Dataset entries:
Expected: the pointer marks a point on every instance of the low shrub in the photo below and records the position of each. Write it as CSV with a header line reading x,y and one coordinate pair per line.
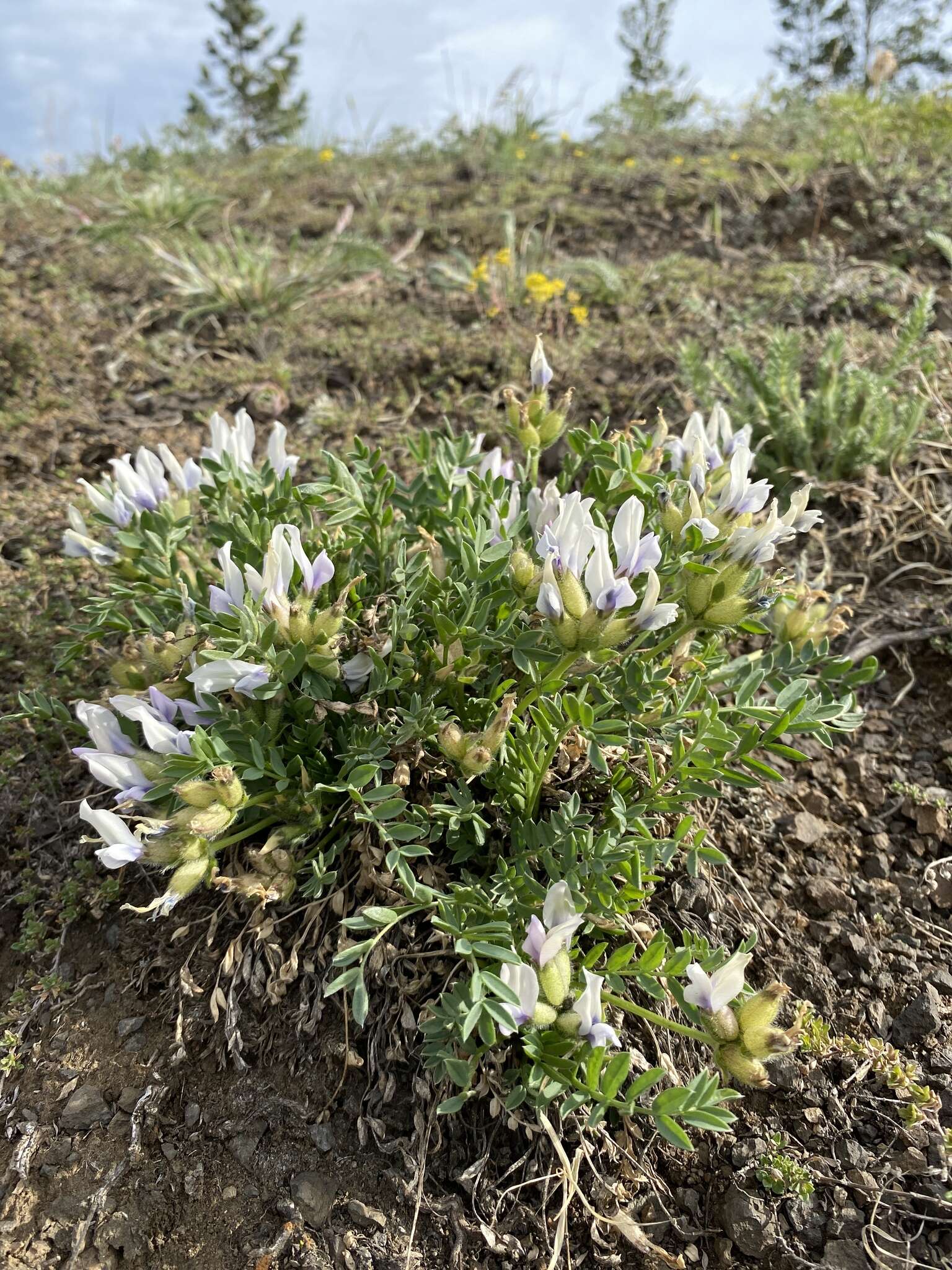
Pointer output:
x,y
845,417
472,713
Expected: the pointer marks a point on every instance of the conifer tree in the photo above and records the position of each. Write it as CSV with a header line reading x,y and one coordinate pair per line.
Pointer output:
x,y
244,92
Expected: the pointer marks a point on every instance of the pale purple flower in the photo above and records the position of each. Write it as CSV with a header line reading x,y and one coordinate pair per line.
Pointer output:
x,y
122,848
117,771
549,601
314,573
798,516
77,544
609,593
569,538
588,1008
637,553
716,991
546,938
226,673
708,530
542,508
757,544
104,729
741,494
187,477
278,458
653,616
524,984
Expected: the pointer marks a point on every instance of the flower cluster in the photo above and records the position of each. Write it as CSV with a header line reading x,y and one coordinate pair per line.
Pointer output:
x,y
480,682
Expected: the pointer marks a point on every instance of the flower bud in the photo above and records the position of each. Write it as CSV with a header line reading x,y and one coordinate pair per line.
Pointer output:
x,y
574,596
672,520
569,1024
555,977
300,623
544,1015
723,1024
211,821
452,741
496,730
523,569
726,613
477,760
197,793
742,1067
229,788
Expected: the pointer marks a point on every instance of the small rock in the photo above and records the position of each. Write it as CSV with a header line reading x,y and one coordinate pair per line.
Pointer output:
x,y
128,1098
84,1109
244,1145
749,1223
942,982
827,897
314,1194
919,1019
876,865
322,1135
844,1255
120,1126
371,1219
808,828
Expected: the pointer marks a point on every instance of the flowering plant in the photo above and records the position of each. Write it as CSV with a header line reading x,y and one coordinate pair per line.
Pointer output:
x,y
472,710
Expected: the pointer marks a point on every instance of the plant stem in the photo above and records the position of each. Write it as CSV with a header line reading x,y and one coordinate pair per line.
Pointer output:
x,y
245,833
630,1008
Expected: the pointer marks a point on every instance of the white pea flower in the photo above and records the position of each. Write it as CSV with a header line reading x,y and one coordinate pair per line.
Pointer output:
x,y
103,729
549,601
122,846
609,592
542,508
540,370
712,992
588,1008
117,771
741,494
77,544
653,616
524,984
546,938
278,458
229,673
708,530
637,553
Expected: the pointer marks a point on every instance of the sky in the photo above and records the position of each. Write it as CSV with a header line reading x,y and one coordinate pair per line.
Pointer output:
x,y
79,73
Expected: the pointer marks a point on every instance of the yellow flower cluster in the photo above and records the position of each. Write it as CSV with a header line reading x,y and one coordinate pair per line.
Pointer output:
x,y
479,275
541,288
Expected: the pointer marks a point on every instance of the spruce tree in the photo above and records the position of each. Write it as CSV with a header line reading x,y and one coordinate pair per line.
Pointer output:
x,y
837,42
646,27
244,93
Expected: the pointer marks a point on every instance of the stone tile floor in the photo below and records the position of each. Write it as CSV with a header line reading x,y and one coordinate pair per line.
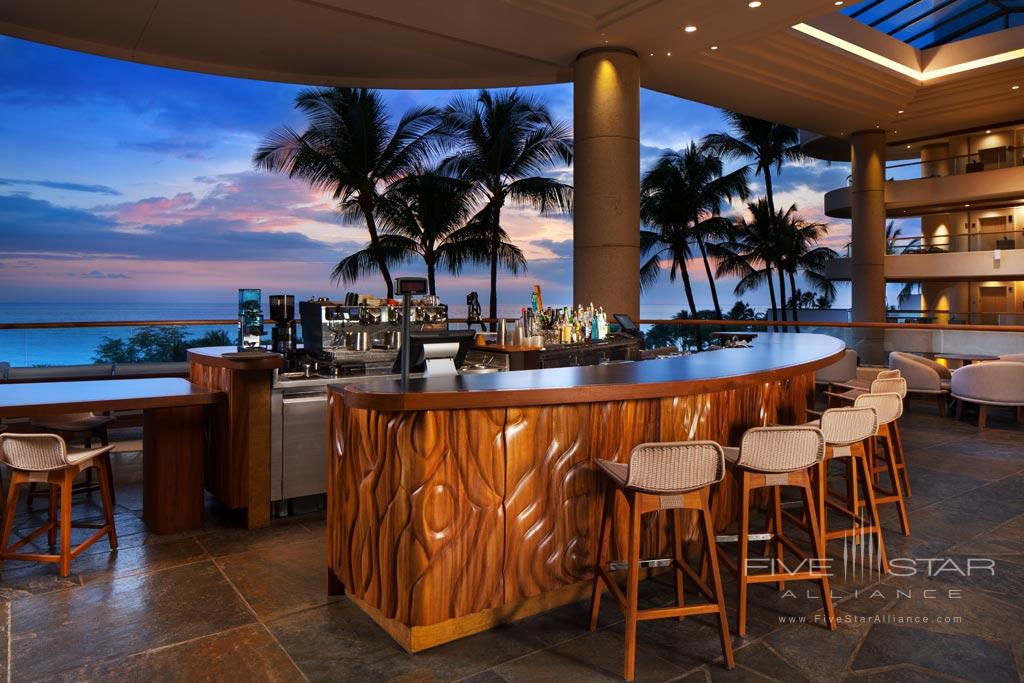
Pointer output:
x,y
224,603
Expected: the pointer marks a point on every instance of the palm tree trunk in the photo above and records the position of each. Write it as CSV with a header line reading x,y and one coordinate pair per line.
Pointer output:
x,y
688,289
493,302
430,276
781,292
711,279
771,295
375,246
793,286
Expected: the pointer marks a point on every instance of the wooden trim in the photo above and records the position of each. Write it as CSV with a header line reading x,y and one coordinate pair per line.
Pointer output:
x,y
473,391
214,356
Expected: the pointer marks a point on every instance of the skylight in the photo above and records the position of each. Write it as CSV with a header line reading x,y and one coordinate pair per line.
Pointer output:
x,y
925,24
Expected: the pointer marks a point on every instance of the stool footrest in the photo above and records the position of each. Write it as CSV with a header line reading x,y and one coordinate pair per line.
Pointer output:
x,y
669,612
734,538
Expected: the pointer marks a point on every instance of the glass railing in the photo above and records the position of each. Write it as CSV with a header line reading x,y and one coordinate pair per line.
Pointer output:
x,y
926,339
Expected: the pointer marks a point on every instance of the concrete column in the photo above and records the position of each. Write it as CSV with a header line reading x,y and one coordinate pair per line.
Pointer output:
x,y
606,178
935,228
867,165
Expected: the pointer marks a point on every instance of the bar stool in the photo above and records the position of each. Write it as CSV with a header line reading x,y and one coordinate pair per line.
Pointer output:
x,y
895,385
672,477
865,385
73,427
889,408
772,458
45,459
847,431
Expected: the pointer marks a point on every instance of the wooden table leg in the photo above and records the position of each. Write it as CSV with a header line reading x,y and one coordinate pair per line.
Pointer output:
x,y
172,468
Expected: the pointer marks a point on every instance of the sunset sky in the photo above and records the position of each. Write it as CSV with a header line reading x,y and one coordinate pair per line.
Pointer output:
x,y
126,182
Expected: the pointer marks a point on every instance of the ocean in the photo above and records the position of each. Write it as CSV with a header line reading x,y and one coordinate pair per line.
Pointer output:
x,y
76,346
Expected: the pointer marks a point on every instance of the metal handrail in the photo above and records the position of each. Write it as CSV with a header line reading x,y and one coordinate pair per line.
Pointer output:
x,y
837,324
144,324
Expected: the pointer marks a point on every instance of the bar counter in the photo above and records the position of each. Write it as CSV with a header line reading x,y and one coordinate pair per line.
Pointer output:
x,y
456,504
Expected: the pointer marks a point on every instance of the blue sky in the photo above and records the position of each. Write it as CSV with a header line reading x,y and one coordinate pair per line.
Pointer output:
x,y
126,182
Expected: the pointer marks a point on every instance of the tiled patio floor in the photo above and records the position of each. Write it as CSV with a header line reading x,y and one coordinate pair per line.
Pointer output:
x,y
229,604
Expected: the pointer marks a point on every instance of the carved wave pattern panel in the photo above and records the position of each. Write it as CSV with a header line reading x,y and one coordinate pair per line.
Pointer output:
x,y
439,514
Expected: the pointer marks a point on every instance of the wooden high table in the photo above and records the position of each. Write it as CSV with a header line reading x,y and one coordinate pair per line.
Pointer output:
x,y
456,504
172,435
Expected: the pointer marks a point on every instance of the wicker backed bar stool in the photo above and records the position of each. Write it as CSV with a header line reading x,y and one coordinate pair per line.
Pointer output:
x,y
671,477
772,458
889,408
45,459
73,427
895,385
847,432
864,385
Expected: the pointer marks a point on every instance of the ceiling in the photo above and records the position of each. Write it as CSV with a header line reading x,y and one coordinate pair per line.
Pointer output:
x,y
761,67
926,24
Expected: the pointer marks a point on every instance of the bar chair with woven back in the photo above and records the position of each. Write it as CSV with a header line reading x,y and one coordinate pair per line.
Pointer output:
x,y
73,428
892,434
46,459
772,458
672,477
848,432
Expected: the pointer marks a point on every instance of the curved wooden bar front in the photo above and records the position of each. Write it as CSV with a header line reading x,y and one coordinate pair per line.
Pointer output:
x,y
456,504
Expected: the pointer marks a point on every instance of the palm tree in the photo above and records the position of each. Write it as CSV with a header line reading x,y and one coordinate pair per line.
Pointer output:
x,y
752,253
427,215
687,188
801,253
766,144
350,150
506,140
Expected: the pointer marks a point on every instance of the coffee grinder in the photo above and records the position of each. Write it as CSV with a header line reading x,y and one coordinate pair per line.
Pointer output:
x,y
284,332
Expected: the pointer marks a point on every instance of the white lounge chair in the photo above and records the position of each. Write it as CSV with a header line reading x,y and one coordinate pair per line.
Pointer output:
x,y
924,377
997,383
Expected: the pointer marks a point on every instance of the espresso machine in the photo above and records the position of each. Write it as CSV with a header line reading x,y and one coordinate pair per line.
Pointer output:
x,y
342,329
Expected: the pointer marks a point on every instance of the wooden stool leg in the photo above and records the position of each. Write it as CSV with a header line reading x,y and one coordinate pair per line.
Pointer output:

Exercise: Write down every line of the data above that includes the string "table".

Output for this task:
Expected: the pointer marks a point on every instance of the wooden table leg in the photo above and records the position of each. Write it as CSV with a header line reading x,y and one coordinate pair per line.
Expected: the pointer marks a point on every instance of the wooden high table in the photo above and records the position of each. Write it as CSV with a header line reading x,y and one coordinate pair per line.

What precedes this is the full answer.